- _WHAT TO PRODUCE_: Copy out the entries below word for word, every line of them. Leave the pictures out.
--- start of MATERIAL PROVIDED ---
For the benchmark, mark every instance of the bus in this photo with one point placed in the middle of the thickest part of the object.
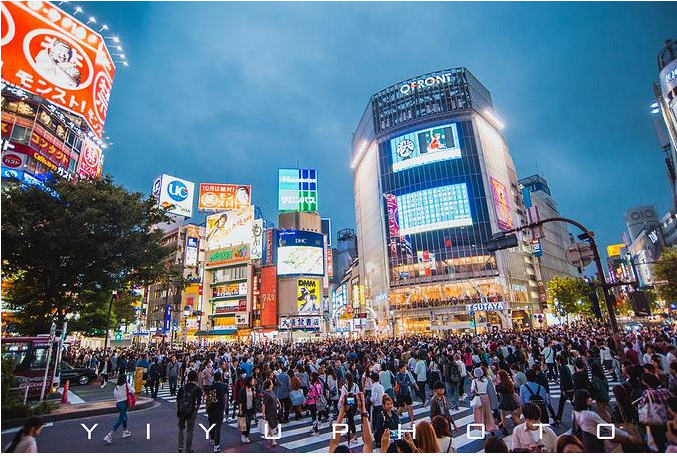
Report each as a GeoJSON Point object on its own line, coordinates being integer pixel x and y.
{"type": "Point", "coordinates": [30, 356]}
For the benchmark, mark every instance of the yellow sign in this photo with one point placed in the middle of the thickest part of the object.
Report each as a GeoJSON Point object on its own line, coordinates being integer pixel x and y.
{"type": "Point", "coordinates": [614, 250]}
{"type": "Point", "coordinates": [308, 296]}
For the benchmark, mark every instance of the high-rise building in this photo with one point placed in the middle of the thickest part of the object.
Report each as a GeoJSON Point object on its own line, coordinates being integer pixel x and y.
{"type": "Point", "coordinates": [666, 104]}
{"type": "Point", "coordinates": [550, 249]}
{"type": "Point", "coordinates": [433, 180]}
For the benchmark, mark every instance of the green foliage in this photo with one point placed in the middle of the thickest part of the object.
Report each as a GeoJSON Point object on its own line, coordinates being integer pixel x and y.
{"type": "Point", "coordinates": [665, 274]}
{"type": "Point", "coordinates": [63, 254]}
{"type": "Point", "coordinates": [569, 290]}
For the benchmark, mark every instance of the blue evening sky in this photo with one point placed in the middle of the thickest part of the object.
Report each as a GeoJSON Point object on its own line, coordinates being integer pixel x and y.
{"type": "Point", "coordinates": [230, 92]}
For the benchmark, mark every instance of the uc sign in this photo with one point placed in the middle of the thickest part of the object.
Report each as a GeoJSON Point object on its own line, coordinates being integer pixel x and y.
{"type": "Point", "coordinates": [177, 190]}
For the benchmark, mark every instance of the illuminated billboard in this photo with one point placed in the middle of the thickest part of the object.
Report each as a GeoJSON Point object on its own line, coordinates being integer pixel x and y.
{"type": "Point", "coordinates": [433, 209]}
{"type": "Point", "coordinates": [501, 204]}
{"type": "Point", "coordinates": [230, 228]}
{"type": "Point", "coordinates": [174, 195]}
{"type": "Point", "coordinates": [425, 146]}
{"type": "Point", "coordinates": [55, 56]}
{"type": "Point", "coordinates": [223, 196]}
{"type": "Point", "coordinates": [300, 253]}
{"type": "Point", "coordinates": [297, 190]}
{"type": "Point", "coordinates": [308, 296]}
--- end of MATERIAL PROVIDED ---
- _SOLUTION BELOW_:
For the benchmark, mark every instance of the bus in this photo with one point placed in the middle of the thickest part of the object.
Report each as a GeoJSON Point object on its own line, coordinates being integer pixel x and y.
{"type": "Point", "coordinates": [30, 356]}
For the benchmark, mark every instance of the yellow sign in this photo with one point placed in the middle of the thickest part of the object.
Report each as a GeoJSON Point object on its own line, coordinates being integer pixel x and y.
{"type": "Point", "coordinates": [614, 250]}
{"type": "Point", "coordinates": [308, 296]}
For the benchmark, mark every instance of the high-rise building in this photo with one point placed in the middle of the thickest part of the object.
Report each as a GeoJSON Point object on its own line, coordinates being integer pixel x and y.
{"type": "Point", "coordinates": [666, 104]}
{"type": "Point", "coordinates": [550, 249]}
{"type": "Point", "coordinates": [433, 180]}
For the benchmark, mark every instance of the green foliage in this photo with one point placed in the middle of the thickest part of the object.
Report each as a GeoJSON Point object on its own line, coordinates being integer pixel x and y.
{"type": "Point", "coordinates": [665, 274]}
{"type": "Point", "coordinates": [63, 254]}
{"type": "Point", "coordinates": [569, 290]}
For the benchmark, mark every instance of the blue evening sky in this photo with one point placed in the middle of the thickest part of the object.
Report each as a GeoJSON Point object on its own line, coordinates being integer pixel x and y.
{"type": "Point", "coordinates": [230, 92]}
For the benchmark, mark every instance of the uc sign in this photo with one point placed in the middle of the thickest part of the object.
Report each as a GeoJSON Point object on its own line, coordinates being integer pixel x and y.
{"type": "Point", "coordinates": [177, 190]}
For the benchmark, mark every instance of the illuminated billboard in this photo with one point placed in the middle of the thickest part of the object.
Report each as a GeoJSON Point object on its own line, coordinates being integer pixel x and y.
{"type": "Point", "coordinates": [433, 209]}
{"type": "Point", "coordinates": [501, 204]}
{"type": "Point", "coordinates": [230, 228]}
{"type": "Point", "coordinates": [174, 195]}
{"type": "Point", "coordinates": [425, 146]}
{"type": "Point", "coordinates": [55, 56]}
{"type": "Point", "coordinates": [223, 196]}
{"type": "Point", "coordinates": [300, 253]}
{"type": "Point", "coordinates": [297, 190]}
{"type": "Point", "coordinates": [308, 296]}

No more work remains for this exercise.